─── EXCERPTED PASSAGE

We need to write the four contractions
\begin{equation} \begin{array}{rll}
  I^0_1\;=\;&{\cal Z}^1_{\mu\nu}V^0_{\mu\nu}
     &\;=\;0,\\
  I^0_2\;=\;&{\cal Z}^2_{\mu\nu}V^0_{\mu\nu}
     &\;=\;{\alpha\over2\pi} \eta^2 Q^2
       \left[2\Psi\Omega_4-\Omega_0-\Omega_5\right],\\
  I^0_3\;=\;&{\cal Z}^3_{\mu\nu}V^0_{\mu\nu}
     &\;=\;{\alpha\over2\pi} \eta^2 Q^2
       \left[2\Psi\Omega_4-\Omega_0-\Omega_5\right],\\
  I^0_4\;=\;&{\cal Z}^4_{\mu\nu}V^0_{\mu\nu}
     &\;=\;{\alpha\over2\pi} \eta^2 Q^2
       \left[2\Omega_0-{2\over\Psi}\Omega_4\right].
\end{array} \label{var:integrals}\end{equation}
The final expression for each contraction is written in the BF.
The coefficient functions are obtained by solving a linear
system of equations, as explained in Appendix \ref{ap:tensor}.

Since the matrix ${\bf Z}$ (${\bf Z}_{ij}={\cal Z}^i_{\mu\nu}
{\cal Z}^j_{\mu\nu}$, see eq.~\ref{ap:z:dots})

──────
─── DATA SUPPLIED

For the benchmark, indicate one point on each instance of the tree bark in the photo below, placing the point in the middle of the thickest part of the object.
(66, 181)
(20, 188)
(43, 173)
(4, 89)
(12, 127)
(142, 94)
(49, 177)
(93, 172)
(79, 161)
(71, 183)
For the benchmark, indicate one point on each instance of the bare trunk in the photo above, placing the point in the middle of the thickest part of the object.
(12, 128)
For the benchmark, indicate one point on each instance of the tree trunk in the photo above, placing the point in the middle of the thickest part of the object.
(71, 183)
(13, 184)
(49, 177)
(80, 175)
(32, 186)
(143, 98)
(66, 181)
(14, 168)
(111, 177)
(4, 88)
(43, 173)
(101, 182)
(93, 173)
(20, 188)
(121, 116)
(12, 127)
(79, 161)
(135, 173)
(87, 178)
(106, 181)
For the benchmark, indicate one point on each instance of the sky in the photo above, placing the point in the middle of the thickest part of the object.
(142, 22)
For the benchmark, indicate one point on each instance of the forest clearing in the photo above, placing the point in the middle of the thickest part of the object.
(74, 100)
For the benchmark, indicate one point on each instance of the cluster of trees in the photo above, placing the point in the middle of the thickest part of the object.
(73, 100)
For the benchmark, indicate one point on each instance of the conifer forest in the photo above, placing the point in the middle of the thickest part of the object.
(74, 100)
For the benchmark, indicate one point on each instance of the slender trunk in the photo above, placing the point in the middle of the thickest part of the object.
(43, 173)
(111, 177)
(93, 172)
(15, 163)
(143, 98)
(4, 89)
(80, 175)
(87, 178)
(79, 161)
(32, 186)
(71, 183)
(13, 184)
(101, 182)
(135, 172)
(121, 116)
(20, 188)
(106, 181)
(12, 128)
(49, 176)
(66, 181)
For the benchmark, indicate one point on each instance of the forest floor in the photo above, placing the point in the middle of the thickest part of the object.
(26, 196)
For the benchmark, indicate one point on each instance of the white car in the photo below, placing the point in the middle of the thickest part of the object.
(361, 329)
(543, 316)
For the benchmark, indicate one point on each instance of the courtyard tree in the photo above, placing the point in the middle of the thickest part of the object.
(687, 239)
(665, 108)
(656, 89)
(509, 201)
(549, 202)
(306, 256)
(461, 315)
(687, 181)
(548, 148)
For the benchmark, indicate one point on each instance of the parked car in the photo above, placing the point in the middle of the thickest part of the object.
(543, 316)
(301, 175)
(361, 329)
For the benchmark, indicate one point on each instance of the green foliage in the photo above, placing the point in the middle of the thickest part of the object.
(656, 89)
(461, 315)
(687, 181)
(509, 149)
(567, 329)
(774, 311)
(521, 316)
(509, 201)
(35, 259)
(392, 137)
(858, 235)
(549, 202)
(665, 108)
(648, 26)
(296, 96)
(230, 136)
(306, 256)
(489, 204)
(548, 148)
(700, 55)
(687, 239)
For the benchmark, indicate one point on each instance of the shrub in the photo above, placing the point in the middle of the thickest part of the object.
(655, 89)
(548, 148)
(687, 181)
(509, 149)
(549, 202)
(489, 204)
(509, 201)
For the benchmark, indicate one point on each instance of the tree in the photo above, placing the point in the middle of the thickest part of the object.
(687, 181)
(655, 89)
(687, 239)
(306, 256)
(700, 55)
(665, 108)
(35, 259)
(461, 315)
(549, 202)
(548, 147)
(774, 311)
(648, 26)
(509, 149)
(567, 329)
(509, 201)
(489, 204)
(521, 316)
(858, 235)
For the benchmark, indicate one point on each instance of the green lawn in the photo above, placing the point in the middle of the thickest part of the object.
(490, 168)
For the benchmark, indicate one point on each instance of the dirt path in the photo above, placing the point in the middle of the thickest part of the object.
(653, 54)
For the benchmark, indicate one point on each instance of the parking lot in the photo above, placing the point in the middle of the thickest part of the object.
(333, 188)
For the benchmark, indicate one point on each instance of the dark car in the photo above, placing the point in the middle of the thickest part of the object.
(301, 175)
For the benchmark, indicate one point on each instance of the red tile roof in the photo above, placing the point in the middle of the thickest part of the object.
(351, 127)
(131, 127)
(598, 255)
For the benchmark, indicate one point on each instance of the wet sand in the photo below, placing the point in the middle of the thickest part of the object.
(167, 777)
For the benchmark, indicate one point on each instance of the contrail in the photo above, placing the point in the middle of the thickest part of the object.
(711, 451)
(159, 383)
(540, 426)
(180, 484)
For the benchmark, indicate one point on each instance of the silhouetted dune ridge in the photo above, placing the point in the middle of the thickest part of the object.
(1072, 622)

──────

REQUIRED TASK 1: Write out the whole passage about the four contractions word for word.
REQUIRED TASK 2: Copy the records from the line with "of the contrail" to the end of the records, putting "widest part" wherever "thickest part" appears and leaving everything else the same.
The text and the records have nothing to do with each other.

EXPECTED OUTPUT 1:
We need to write the four contractions
\begin{equation} \begin{array}{rll}
  I^0_1\;=\;&{\cal Z}^1_{\mu\nu}V^0_{\mu\nu}
     &\;=\;0,\\
  I^0_2\;=\;&{\cal Z}^2_{\mu\nu}V^0_{\mu\nu}
     &\;=\;{\alpha\over2\pi} \eta^2 Q^2
       \left[2\Psi\Omega_4-\Omega_0-\Omega_5\right],\\
  I^0_3\;=\;&{\cal Z}^3_{\mu\nu}V^0_{\mu\nu}
     &\;=\;{\alpha\over2\pi} \eta^2 Q^2
       \left[2\Psi\Omega_4-\Omega_0-\Omega_5\right],\\
  I^0_4\;=\;&{\cal Z}^4_{\mu\nu}V^0_{\mu\nu}
     &\;=\;{\alpha\over2\pi} \eta^2 Q^2
       \left[2\Omega_0-{2\over\Psi}\Omega_4\right].
\end{array} \label{var:integrals}\end{equation}
The final expression for each contraction is written in the BF.
The coefficient functions are obtained by solving a linear
system of equations, as explained in Appendix \ref{ap:tensor}.

Since the matrix ${\bf Z}$ (${\bf Z}_{ij}={\cal Z}^i_{\mu\nu}
{\cal Z}^j_{\mu\nu}$, see eq.~\ref{ap:z:dots})

EXPECTED OUTPUT 2:
For the benchmark, indicate one point on each instance of the contrail in the photo above, placing the point in the middle of the widest part of the object.
(711, 451)
(159, 383)
(540, 426)
(180, 484)
For the benchmark, indicate one point on each instance of the silhouetted dune ridge in the photo above, placing the point in the middle of the widest part of the object.
(1072, 622)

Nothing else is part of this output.